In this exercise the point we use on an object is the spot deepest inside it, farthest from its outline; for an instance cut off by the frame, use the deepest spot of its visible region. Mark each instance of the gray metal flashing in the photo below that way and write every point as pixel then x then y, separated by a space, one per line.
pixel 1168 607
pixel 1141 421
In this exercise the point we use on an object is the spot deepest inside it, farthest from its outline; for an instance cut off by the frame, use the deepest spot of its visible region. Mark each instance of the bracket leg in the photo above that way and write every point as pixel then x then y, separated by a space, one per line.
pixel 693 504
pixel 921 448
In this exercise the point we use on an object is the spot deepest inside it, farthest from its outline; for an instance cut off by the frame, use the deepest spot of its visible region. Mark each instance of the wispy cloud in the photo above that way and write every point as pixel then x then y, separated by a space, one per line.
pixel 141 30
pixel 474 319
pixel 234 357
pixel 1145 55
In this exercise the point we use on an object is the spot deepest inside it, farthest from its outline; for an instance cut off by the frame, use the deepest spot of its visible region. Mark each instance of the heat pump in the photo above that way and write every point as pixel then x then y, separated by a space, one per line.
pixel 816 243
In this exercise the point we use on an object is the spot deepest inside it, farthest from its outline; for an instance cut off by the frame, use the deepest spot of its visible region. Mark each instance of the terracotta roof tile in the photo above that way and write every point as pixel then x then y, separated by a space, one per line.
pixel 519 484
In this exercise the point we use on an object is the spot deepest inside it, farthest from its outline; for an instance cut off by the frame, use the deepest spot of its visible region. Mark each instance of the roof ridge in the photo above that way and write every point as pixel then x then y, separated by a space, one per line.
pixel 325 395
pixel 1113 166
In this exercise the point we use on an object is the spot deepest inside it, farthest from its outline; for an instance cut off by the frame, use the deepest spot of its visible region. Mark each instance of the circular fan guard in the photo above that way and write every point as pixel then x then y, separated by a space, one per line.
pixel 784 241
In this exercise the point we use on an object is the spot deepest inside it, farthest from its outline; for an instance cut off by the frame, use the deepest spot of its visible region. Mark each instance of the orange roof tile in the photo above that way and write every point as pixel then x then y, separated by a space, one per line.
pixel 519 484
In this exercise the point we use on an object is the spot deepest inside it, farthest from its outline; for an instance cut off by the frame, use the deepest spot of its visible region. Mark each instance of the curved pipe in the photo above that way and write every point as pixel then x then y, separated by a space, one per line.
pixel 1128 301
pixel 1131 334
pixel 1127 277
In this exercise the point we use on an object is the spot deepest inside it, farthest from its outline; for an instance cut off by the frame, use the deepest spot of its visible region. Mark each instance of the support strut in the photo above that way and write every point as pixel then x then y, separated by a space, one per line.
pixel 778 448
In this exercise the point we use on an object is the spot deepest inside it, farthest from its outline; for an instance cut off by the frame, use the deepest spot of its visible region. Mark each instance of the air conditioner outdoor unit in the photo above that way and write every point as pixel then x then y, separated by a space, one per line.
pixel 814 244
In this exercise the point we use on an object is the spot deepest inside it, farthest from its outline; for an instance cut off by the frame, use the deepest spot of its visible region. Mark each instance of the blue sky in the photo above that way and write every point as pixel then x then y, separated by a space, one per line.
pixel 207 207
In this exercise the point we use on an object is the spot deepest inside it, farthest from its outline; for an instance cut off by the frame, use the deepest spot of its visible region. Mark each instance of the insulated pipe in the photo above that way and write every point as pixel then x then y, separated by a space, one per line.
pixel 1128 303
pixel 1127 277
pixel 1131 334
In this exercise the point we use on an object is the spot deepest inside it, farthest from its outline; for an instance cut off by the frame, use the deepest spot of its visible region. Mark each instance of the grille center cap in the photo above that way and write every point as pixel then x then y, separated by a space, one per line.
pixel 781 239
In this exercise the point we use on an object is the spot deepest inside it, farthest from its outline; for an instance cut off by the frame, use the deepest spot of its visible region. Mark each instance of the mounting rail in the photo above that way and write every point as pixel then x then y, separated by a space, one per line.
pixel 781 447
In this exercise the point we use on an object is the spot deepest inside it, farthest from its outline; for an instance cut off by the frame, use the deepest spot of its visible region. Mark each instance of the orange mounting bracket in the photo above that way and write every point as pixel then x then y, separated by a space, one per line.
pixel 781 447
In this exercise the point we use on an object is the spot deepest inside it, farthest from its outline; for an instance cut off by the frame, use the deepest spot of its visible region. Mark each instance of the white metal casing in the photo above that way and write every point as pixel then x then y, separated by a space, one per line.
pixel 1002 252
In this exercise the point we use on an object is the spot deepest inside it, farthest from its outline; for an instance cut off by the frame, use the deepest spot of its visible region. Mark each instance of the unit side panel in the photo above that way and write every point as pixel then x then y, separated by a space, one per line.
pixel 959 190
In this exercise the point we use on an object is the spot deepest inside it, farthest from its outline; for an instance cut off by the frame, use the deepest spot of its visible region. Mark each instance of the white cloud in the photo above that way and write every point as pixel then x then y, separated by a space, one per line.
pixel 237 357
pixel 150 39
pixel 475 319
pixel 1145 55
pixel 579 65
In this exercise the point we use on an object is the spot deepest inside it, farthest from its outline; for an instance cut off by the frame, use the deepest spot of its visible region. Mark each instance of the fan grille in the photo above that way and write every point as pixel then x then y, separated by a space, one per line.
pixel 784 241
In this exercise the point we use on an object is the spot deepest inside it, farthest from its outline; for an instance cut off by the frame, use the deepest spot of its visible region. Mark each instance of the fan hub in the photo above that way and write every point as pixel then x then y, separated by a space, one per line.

Direction
Can you rewrite the data, starting with the line that contains "of the insulated" and going on through the line that contains "pixel 781 239", with "outline" changed to "boundary" and nothing else altered? Give only those lines.

The answer
In this exercise the point we use on an object is the spot deepest inside it, farthest from its boundary; for an instance cut off by the frame, use the deepest spot of its visible region. Mark each instance of the insulated pipe in the photo above that way and write every point as pixel then x then y, separated by a space, one per line.
pixel 1128 303
pixel 1127 277
pixel 1131 334
In this exercise the point we use on an object is the spot deepest inside it, farthest from its boundary; for an instance cut off by the frame, use the deepest spot of its visible region. Mark each instance of the grille center cap in the photo above that way and write every point as pixel then x then y, separated by a space, one per line.
pixel 781 239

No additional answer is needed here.